Let A and B be two points of a rigid body (Fig. 55) linked by a rigid line AB, P and Q two parallel forces, AP and BQ lie in the same plane - the plane of the drawing. The state of motion of A and B remains the same even if you let the forces P' and Q' act at A and B, the direction of which is the rigid line AB and which have the same magnitude (P' = Q'), but opposite direction. In this way, P and Q are replaced by R and R'. You can displace R and R', since they are not parallel and lie in the same plane, along their lines of action until their points of attack coincide at C. CD and CE then represent the forces R and R' and each of them can be decomposed into the same components, from which they originated, that is, R into P' and P (= CG), R' into Q' and Q (= CF). The forces PO' and Q' balance each other, because they have the same magnitude and opposite direction. P and Q are in the same direction and form the sum P + Q (= CG + CF). The forces R and R' are thus replaced by a single force of magnitude P + Q, and since R and R' have been replaced by P and Q, these two forces are replaced by P + Q. The design shows that CG is parallel to P and Q. Here too you can shift the resultant P + Q to H.
If this force, which acts parallel to P and Q and passes through H, is really the resultant of the two forces, then the action of P and Q must be balanced, if you let at at H act a force (P + Q), which is parallel to P and Q, but acts in the opposite direction (Fig. 56). Indeed this is so:
The actions of P and Q cause: 1. the rigid line AB to move in its plane of action as a whole. Clearly, this stops the force (P + Q), which has the same magnitude and opposite direction of the force tending to move the point H in the direction, in which act P and Q; hence the point H remains at rest and therefore the line cannot move as a whole.
The action of P and Q is 2. that the line tends to turn in the plane of the drawing about the point H, that is, it tends to turn the line AB in the plane, in which they act, about an axis, which is perpendicular to the plane at H. But H subdivides the line AB into sections p' and q', and Fig. 55 allows to prove (on the one hand, from the similarity of the triangles CFE and CHB, on the other hand, from the equality of P' and Q' and the equality of P' and Q') that p'/q' = Q/P. Furthermore, in the two right-angled triangles of Fig. 56: p'/q'=p/q, whence Q/P = p/q and therefore Qq = Pp.
The lengths p and q measure the vertical distances of the forces P and Q from the axis of rotation. hence the products Pp and Qq are the static moments of P and Q with respect to the axis of rotation, and, since they are equal and the forces P and Q turn in opposite directions, there occurs no rotation. The force (P + Q), acting at H in Fig. 56 balances the action of P at A and Q at B. The force P + Q, which acts at H and is parallel to P and Q in the same direction, is therefore really the resultant of P and Q. It is called the resultant of parallel forces and its point of attack is called the central point of the parallel forces.

What you need to do — Please say whether each statement agrees with the passage on parallel forces, answering yes or no and quoting the words of the passage that decide it: 1. The forces P' and Q' have the same magnitude but opposite direction. 2. The point of attack of the resultant of parallel forces is called the central point of the parallel forces. 3. The lengths p and q measure the horizontal distances of the forces P and Q from the axis of rotation.

[Data list]
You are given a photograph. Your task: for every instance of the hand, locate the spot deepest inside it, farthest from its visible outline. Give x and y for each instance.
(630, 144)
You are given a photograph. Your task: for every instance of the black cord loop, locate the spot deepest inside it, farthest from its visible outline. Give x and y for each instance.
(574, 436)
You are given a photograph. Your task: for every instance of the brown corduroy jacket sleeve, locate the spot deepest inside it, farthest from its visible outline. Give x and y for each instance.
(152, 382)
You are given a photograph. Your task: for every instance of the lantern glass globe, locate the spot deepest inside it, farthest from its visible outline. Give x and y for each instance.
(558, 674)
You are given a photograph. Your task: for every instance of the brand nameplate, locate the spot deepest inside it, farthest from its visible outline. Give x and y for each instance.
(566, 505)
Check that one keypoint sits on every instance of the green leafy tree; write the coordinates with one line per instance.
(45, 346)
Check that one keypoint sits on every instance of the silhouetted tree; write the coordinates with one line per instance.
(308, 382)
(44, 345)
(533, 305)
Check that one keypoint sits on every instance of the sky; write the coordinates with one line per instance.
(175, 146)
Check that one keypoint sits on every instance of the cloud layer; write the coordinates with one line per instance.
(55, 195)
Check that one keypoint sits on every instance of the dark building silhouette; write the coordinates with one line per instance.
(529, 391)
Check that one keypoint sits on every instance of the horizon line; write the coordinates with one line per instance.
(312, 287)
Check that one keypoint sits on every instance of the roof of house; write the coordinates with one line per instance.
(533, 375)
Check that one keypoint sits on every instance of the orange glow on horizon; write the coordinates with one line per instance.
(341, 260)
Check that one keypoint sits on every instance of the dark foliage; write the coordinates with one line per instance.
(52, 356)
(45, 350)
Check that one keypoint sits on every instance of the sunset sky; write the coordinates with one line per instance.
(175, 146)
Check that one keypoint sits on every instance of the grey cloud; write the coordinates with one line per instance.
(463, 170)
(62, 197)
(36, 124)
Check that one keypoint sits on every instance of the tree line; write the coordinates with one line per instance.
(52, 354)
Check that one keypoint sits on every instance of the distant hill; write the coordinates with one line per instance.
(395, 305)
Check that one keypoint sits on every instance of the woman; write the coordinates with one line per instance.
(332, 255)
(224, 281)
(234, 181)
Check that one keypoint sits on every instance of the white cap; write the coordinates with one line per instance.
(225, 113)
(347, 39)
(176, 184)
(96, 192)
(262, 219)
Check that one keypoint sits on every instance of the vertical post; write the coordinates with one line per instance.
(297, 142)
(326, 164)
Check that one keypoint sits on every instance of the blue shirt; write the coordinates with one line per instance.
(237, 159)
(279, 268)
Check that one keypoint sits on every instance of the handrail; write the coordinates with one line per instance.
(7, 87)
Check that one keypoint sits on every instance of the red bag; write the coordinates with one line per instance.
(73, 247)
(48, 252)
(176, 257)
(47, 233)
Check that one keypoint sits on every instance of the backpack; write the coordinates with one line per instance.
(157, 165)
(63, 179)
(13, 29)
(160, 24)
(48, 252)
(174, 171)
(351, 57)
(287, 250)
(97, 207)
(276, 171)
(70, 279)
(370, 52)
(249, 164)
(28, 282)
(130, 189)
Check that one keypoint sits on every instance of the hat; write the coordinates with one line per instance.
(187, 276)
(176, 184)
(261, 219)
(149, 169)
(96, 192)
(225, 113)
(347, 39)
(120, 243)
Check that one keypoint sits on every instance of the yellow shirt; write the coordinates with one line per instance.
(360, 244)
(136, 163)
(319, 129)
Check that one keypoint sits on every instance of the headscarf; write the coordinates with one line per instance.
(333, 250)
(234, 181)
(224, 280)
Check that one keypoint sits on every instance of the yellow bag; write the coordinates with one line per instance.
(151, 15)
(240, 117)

Result of this exercise —
1. Yes: "which have the same magnitude (P' = Q'), but opposite direction"
2. Yes: "its point of attack is called the central point of the parallel forces"
3. No: "The lengths p and q measure the vertical distances of the forces P and Q from the axis of rotation"